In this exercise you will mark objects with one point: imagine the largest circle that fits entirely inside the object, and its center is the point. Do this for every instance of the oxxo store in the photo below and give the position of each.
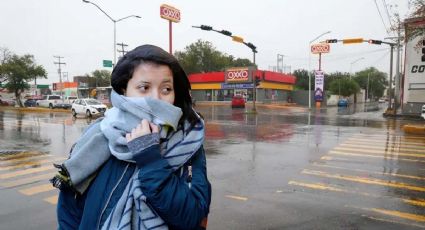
(222, 86)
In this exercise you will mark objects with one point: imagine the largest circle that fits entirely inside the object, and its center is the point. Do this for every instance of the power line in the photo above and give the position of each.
(380, 15)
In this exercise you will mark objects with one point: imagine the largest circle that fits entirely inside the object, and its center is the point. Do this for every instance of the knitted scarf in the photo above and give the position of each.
(178, 146)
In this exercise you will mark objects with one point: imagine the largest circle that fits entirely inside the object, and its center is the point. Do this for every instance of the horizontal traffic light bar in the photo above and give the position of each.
(357, 40)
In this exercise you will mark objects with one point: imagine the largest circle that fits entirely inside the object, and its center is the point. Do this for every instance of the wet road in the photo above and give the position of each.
(284, 168)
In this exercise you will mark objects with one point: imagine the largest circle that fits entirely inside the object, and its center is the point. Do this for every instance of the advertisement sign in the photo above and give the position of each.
(319, 85)
(414, 82)
(238, 75)
(169, 13)
(320, 48)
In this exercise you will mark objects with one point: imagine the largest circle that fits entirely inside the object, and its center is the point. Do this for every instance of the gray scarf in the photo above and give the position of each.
(108, 137)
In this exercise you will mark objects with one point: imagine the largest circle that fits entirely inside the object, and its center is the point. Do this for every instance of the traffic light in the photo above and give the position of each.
(377, 42)
(257, 81)
(204, 27)
(225, 32)
(331, 40)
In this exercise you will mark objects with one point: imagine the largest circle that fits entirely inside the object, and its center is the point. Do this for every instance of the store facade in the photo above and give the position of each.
(222, 86)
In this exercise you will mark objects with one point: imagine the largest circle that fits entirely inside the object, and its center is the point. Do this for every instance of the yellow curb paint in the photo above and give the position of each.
(380, 152)
(52, 200)
(37, 189)
(364, 180)
(28, 180)
(404, 215)
(24, 172)
(237, 197)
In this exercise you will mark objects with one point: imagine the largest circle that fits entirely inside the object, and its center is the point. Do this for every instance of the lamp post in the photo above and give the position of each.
(309, 66)
(240, 40)
(115, 27)
(351, 64)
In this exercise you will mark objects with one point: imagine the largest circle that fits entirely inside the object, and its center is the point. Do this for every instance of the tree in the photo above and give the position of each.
(202, 56)
(17, 71)
(373, 81)
(344, 86)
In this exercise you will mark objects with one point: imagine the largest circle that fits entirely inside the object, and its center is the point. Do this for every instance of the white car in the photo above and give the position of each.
(89, 107)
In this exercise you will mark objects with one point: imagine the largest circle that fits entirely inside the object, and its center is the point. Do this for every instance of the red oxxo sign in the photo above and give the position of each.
(237, 75)
(169, 13)
(320, 48)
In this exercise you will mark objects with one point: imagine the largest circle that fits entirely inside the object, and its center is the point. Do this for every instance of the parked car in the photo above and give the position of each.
(343, 102)
(238, 101)
(30, 102)
(89, 107)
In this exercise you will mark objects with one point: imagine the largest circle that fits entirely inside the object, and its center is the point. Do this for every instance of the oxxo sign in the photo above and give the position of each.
(169, 13)
(320, 48)
(238, 75)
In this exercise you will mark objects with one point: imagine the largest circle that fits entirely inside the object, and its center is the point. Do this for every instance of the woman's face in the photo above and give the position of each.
(151, 80)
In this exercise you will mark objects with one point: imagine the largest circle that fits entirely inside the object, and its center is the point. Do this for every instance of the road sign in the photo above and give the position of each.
(107, 63)
(352, 40)
(169, 13)
(320, 48)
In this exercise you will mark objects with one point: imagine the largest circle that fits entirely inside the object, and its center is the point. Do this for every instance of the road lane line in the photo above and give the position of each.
(383, 148)
(364, 180)
(31, 163)
(371, 172)
(394, 222)
(37, 189)
(388, 141)
(237, 197)
(380, 152)
(52, 200)
(374, 156)
(28, 180)
(25, 172)
(403, 215)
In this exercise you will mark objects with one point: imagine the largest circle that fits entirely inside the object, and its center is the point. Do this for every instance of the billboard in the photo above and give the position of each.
(239, 75)
(318, 85)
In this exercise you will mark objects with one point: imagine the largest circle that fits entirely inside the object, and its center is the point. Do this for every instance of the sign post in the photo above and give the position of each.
(172, 15)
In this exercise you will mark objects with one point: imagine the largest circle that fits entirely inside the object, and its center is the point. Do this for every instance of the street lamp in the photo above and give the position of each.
(309, 66)
(115, 28)
(240, 40)
(351, 64)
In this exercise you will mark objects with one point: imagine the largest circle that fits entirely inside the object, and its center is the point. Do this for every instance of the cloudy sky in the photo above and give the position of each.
(83, 35)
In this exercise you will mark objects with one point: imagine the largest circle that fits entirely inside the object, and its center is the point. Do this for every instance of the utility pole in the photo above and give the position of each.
(122, 51)
(59, 63)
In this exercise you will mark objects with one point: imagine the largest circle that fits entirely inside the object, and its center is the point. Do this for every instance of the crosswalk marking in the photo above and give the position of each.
(379, 152)
(28, 180)
(364, 180)
(24, 172)
(52, 200)
(37, 189)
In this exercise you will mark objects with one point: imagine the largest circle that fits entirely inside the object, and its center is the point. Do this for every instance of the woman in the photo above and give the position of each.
(143, 165)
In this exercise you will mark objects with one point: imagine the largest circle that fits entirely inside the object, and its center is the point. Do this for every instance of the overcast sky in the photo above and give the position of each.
(83, 35)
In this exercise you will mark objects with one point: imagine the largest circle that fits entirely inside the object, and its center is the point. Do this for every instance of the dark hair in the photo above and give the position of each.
(145, 54)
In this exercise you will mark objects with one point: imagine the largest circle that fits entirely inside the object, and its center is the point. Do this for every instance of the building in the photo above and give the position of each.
(413, 84)
(222, 86)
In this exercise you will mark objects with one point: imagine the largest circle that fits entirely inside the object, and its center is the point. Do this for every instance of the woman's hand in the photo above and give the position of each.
(143, 128)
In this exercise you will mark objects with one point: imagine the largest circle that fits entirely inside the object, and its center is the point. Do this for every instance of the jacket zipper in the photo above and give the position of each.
(110, 195)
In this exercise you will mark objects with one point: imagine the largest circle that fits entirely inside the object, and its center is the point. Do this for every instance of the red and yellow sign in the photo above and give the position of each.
====================
Go back to the records above and write them out exactly, without the pictures.

#### ANSWER FOR THE TASK
In this exercise you will mark objects with one point: imagine the largest circle that fits entirely inside the object, and its center is the point. Do this for every instance of the oxxo store in the photo below and give the position of each.
(222, 86)
In this exercise you will mark objects with one point: imagine the largest circle that fits entirely inside the object, and its center is the point. Do this for every instance of the power line in the photo above and give the position of each.
(380, 15)
In this exercise you will mark objects with one point: imagine the largest circle that fits entirely inside the object, and its center is the point. Do this for every instance of the knitted scarf in the photo above and give the position of each.
(178, 146)
In this exercise you will mark objects with one point: imagine the largest circle that fits entirely inside the object, and its center is the point. Do this for every instance of the horizontal traffic light bar in the photo above and give the position of each.
(357, 40)
In this exercise you will mark objects with one point: imagine the largest circle that fits entirely inside the object, and its center is the point. Do this for every instance of the wet road in the photo above and give the position of each.
(284, 168)
In this exercise you will mark objects with one point: imagine the largest circle that fits entirely inside the object, and its center is the point. Do this for every instance of the advertisement sign in the photo above and give the position of each.
(319, 85)
(414, 82)
(238, 75)
(169, 13)
(320, 48)
In this exercise you will mark objects with one point: imagine the largest circle that fits entirely inside the object, and its center is the point. Do this for every instance of the gray scarf in the photo above and give the position of each.
(108, 137)
In this exercise you will mark objects with one point: imagine the largest circle that fits entirely inside the object, and its center is the point. Do this for every instance of the traffic light in the photo above and give the position of each.
(377, 42)
(257, 81)
(204, 27)
(225, 32)
(331, 40)
In this exercise you will mark objects with one point: imagine the largest circle that fits entirely inside the object, and its center is the point. Do this for every instance of the store facade in the photo above and give the position of each.
(222, 86)
In this exercise you will mark objects with one point: imagine the largest circle that fits entirely inside the object, and its center is the point. Do this for every instance of the yellow curb paint in the photo above and give the position of each.
(380, 152)
(52, 200)
(37, 189)
(364, 180)
(28, 180)
(404, 215)
(24, 172)
(237, 197)
In this exercise you will mark objects with one point: imagine the largest circle that fits entirely inside the object, and its center is the point. Do this for every instance of the lamp post in the photo above and give the position of each.
(309, 66)
(240, 40)
(115, 27)
(351, 64)
In this exercise you will mark objects with one point: imagine the largest circle that fits entirely inside the object, and its center is the point. Do this for every instance of the tree in the photo above and give the position of each.
(202, 56)
(17, 71)
(373, 81)
(344, 86)
In this exercise you will mark objects with one point: imagine the largest circle that fits entirely inside the object, and its center is the point. Do this for every instance of the white car in the photo above and give the position of each.
(89, 107)
In this exercise you will mark objects with one point: imagine the largest circle that fits entirely inside the object, and its center is the point. Do this for every instance of the red oxxo sign in the photo above and give the position of each.
(237, 75)
(169, 13)
(320, 48)
In this exercise you will mark objects with one point: imagine the largest circle that fits entirely inside the object, and its center is the point. Do this for every instance of the parked car in the photo above and give the position of each.
(343, 102)
(238, 101)
(30, 102)
(89, 107)
In this exercise you will mark objects with one point: imagine the largest circle that fits entirely inside the object, and its center is the point. Do this for every instance of the oxxo sign in the photo above and give the position of each.
(169, 13)
(320, 48)
(238, 75)
In this exercise you will mark objects with one point: imagine the largest circle that fits entirely inside the object, and its center is the point. Do this for every instance of the woman's face in the photo above and give the position of each.
(151, 80)
In this exercise you will mark objects with one point: imagine the largest circle that fits entirely inside the object, and its center is the point. Do this for every instance of the road sign in the photo above and give the position of each.
(107, 63)
(352, 40)
(169, 13)
(320, 48)
In this exercise you will mark objects with one point: imagine the largest circle that fits entirely inside the object, and its center is the point. Do this for every instance of the road lane line in the photo above and give the position of each.
(383, 148)
(364, 180)
(31, 163)
(371, 172)
(394, 222)
(37, 189)
(388, 141)
(237, 197)
(380, 152)
(52, 200)
(374, 156)
(28, 180)
(25, 172)
(403, 215)
In this exercise you will mark objects with one point: imagine the largest circle that fits entirely inside the object, and its center is the point. Do this for every instance of the billboard in the photo above and give the position of each.
(239, 75)
(318, 85)
In this exercise you will mark objects with one point: imagine the largest circle that fits entirely inside the object, and its center is the point. Do this for every instance of the sign post in the photo above and give the position of each.
(172, 15)
In this exercise you will mark objects with one point: imagine the largest circle that fits entirely inside the object, and its center is the point. Do this for every instance of the street lamp in the photo above and give the position of each.
(309, 66)
(115, 28)
(240, 40)
(351, 64)
In this exercise you will mark objects with one point: imagine the largest circle that fits entirely inside the object, and its center is the point. Do this for every instance of the cloudy sky in the photo above and give the position of each.
(83, 35)
In this exercise you will mark objects with one point: imagine the largest circle that fits entirely inside the object, and its center is the point. Do this for every instance of the utility pole in the photo above and give the position of each.
(122, 51)
(59, 63)
In this exercise you will mark objects with one point: imagine the largest circle that fits entirely inside the object, and its center is the point. Do this for every instance of the crosswalk marking in the photo above and give the position of each.
(379, 152)
(28, 180)
(364, 180)
(24, 172)
(52, 200)
(37, 189)
In this exercise you will mark objects with one point: imagine the largest circle that fits entirely inside the object, and its center is the point. Do this for every instance of the woman in the photo above and give the position of each.
(143, 165)
In this exercise you will mark objects with one point: imagine the largest circle that fits entirely inside the object, and its center is the point. Do this for every instance of the overcast sky in the photo above and give the position of each.
(83, 35)
In this exercise you will mark objects with one point: imagine the largest circle that fits entirely inside the object, and its center is the point. Do this for every instance of the dark hair in the photo above and give the position of each.
(145, 54)
In this exercise you will mark objects with one point: imagine the largest circle that fits entirely inside the object, and its center is the point. Do this for every instance of the building in the photo above and give the position of each.
(413, 84)
(222, 86)
In this exercise you will mark objects with one point: imagine the largest circle that fits entirely inside the object, and its center is the point. Do this for every instance of the woman's hand in the photo above and give the position of each.
(143, 128)
In this exercise you will mark objects with one point: imagine the largest circle that fits entirely inside the object, and its center is the point. Do this for every instance of the jacket zipper in the photo above and give the position of each.
(110, 195)
In this exercise you will mark objects with one point: imagine the largest circle that fits entirely inside the object, and its center is the point. Do this for every instance of the red and yellow sign in the photo above and give the position of each.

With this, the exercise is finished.